## Given exercise
Reproduce exactly, with no other output, every line of the data below from the line containing "polar bear head" to the end, inclusive.

• • •

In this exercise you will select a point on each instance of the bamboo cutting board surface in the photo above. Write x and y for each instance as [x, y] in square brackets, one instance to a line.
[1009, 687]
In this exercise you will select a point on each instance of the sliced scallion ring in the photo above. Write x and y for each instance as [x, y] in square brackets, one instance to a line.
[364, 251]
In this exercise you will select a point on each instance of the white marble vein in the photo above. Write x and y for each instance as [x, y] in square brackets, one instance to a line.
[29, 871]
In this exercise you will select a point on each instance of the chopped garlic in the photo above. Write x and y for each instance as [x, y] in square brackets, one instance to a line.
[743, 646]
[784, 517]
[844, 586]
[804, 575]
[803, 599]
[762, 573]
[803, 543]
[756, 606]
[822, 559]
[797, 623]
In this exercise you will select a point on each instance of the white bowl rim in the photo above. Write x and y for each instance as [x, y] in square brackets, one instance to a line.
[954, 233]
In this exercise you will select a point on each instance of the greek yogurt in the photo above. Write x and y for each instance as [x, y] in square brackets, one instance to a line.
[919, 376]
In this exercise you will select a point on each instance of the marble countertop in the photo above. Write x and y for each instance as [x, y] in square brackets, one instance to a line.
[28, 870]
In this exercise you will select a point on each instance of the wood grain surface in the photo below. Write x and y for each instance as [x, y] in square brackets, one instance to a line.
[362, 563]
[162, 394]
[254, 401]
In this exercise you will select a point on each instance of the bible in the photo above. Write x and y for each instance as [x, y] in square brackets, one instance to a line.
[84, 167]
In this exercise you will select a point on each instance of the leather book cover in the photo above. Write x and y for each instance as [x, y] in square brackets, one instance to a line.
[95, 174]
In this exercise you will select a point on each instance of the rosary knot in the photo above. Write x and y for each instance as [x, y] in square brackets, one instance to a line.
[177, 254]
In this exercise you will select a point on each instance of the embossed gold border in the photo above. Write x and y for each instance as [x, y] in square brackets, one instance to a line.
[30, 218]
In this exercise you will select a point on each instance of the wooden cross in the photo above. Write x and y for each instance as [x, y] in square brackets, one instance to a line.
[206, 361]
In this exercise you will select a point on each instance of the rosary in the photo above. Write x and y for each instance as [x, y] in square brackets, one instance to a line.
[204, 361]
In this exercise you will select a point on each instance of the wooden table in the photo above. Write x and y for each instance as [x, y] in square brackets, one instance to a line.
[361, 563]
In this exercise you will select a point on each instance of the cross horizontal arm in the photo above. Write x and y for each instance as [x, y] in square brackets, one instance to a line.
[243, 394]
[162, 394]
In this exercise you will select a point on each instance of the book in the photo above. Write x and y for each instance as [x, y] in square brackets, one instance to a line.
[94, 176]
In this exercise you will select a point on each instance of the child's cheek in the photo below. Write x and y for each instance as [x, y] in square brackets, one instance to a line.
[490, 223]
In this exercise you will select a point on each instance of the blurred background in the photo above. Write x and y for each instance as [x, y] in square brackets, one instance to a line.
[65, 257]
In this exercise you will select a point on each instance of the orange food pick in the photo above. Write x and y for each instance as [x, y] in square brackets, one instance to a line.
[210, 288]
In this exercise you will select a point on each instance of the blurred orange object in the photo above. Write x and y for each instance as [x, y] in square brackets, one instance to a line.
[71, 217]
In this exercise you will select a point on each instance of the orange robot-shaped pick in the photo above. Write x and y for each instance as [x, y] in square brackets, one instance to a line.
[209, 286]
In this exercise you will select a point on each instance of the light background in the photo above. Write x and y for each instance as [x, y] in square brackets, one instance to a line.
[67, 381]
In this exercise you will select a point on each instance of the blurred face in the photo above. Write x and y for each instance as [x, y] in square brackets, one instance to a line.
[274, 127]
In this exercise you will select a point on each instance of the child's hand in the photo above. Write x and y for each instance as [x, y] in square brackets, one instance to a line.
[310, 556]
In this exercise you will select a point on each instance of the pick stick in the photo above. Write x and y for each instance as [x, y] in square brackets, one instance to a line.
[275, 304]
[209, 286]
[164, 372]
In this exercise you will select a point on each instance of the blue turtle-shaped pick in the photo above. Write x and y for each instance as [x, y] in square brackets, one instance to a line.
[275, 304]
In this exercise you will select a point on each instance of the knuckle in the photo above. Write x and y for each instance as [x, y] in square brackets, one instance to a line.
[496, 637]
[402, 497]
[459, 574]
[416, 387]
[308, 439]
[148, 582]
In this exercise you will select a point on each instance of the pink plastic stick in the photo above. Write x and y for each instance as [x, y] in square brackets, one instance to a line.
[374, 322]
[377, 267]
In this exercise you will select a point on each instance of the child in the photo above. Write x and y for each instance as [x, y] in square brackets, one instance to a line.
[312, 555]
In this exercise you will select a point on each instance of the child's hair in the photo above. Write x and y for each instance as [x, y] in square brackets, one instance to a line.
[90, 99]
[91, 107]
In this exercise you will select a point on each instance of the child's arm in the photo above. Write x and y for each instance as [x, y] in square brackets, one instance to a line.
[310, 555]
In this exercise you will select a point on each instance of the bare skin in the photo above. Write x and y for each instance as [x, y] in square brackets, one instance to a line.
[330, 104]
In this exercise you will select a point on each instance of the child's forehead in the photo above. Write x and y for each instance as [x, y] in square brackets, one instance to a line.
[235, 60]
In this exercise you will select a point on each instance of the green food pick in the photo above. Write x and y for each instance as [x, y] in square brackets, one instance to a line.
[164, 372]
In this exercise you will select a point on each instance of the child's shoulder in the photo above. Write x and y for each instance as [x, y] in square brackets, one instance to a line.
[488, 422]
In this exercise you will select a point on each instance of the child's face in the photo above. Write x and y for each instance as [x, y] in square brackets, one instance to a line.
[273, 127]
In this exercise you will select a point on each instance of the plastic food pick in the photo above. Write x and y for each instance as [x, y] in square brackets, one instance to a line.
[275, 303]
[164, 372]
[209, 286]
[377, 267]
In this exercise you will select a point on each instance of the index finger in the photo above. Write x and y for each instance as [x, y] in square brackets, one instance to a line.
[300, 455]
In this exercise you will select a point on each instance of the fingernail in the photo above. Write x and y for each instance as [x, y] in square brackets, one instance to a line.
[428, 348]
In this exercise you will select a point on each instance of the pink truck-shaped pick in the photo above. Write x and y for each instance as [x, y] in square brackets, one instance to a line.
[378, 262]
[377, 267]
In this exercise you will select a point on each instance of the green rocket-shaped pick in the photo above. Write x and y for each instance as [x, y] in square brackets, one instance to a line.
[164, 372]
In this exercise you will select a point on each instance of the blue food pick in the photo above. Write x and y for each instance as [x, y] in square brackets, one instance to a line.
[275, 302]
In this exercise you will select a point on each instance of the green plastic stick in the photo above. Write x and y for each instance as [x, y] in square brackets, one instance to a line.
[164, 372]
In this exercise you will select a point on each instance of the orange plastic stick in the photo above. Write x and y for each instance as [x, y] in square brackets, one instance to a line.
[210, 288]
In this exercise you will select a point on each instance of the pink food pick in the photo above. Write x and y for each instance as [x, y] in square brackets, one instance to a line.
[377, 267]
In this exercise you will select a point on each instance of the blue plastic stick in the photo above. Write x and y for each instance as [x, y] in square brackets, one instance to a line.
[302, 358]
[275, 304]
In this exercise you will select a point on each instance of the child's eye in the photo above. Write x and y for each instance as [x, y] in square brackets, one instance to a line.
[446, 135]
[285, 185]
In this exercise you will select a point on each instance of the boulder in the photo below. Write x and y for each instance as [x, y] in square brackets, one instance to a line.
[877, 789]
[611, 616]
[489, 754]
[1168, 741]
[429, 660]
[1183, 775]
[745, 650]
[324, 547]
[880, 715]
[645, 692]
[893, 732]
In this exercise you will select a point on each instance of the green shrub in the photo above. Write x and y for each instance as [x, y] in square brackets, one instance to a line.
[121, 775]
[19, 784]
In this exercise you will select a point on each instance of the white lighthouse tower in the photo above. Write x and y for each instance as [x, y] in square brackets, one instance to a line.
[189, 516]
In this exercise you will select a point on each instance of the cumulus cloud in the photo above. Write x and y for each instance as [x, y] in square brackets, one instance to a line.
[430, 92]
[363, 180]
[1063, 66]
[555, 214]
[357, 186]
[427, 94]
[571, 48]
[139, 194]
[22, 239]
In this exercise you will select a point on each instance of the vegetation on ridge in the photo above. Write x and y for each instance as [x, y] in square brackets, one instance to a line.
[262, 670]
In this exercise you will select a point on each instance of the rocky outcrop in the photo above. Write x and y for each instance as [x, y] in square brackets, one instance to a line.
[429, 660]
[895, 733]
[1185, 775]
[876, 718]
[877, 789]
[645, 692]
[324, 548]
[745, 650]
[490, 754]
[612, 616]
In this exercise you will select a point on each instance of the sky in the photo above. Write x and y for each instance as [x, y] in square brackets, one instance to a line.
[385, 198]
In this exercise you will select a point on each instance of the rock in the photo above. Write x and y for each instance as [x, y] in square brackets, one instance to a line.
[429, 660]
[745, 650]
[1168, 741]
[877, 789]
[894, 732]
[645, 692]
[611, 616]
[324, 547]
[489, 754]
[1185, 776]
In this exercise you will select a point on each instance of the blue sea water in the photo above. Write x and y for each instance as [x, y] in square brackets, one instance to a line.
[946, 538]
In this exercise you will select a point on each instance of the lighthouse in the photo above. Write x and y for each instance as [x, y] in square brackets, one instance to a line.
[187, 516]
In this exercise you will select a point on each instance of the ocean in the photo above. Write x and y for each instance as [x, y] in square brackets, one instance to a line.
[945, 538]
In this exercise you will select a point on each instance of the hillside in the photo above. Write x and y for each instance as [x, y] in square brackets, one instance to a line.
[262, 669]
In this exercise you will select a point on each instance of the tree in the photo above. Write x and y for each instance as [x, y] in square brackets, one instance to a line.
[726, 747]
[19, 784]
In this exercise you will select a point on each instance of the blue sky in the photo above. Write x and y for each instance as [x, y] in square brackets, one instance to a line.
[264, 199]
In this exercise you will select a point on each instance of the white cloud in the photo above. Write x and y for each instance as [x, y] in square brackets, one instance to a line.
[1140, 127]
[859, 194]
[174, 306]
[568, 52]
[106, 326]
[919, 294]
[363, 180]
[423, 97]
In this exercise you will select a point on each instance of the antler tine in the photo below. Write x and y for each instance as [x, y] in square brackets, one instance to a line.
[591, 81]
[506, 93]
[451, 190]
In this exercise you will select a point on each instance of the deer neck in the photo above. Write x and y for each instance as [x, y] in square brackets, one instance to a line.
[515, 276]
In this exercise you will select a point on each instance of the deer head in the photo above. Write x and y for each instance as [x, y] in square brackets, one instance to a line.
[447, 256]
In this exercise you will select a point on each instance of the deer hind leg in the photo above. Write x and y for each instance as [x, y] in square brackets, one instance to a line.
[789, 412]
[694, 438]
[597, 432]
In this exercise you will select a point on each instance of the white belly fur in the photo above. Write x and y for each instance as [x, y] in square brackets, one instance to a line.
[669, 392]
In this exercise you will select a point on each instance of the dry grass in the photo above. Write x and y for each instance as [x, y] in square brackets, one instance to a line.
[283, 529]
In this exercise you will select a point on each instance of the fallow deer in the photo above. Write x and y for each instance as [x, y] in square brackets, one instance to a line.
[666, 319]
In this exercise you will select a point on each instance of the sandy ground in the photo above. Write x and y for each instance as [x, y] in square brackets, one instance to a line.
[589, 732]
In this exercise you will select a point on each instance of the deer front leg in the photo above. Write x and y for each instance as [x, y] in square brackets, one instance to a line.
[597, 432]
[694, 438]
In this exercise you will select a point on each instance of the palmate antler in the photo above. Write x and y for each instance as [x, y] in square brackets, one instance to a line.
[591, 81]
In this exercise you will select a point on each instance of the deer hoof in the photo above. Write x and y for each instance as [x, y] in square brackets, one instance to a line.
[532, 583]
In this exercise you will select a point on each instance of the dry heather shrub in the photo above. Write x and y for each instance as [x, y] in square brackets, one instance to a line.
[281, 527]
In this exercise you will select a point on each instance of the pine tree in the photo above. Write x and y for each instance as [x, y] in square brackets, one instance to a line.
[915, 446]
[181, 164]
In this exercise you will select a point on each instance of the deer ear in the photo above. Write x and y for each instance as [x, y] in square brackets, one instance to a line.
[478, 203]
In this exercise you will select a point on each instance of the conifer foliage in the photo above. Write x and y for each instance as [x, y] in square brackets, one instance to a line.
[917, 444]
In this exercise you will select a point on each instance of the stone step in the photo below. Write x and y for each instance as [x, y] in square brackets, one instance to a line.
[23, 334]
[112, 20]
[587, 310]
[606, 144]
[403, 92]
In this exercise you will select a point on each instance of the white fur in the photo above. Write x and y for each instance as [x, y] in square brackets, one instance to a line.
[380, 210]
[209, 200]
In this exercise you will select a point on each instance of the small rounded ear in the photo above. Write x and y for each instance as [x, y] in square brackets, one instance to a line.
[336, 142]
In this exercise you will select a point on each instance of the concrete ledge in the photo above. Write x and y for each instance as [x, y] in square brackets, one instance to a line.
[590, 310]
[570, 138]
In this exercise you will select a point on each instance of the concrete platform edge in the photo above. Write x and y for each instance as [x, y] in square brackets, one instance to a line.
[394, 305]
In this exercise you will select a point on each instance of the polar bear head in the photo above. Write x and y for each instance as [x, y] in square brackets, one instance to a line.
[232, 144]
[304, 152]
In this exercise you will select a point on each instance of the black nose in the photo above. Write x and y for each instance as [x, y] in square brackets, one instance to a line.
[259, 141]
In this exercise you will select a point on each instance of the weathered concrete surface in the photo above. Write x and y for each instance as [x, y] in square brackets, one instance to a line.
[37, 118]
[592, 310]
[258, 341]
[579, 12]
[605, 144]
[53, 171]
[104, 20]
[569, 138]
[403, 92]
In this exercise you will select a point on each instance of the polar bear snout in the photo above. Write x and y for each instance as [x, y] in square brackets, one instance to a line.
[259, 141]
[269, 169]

• • •

## The output
In this exercise you will select a point on each instance of the polar bear head in the photo above. Write x and y for each instance as [x, y] in square brackets, one instance to a line.
[232, 144]
[304, 152]
In this exercise you will select a point on each instance of the black nose in the photo above. Write x and y for each instance as [x, y] in square brackets, one instance to a line.
[259, 141]
In this exercise you will select a point on each instance of the weathered concrete surface in the photo above. Write x and y for each instance as [x, y] in square brackets, one instance to a line.
[37, 118]
[592, 310]
[258, 341]
[579, 12]
[605, 144]
[53, 171]
[104, 20]
[569, 138]
[403, 92]
In this exercise you will select a point on each instance of the polar bear snout in the photo above. Write x and y for each instance as [x, y] in square brackets, one instance to a line.
[259, 141]
[269, 169]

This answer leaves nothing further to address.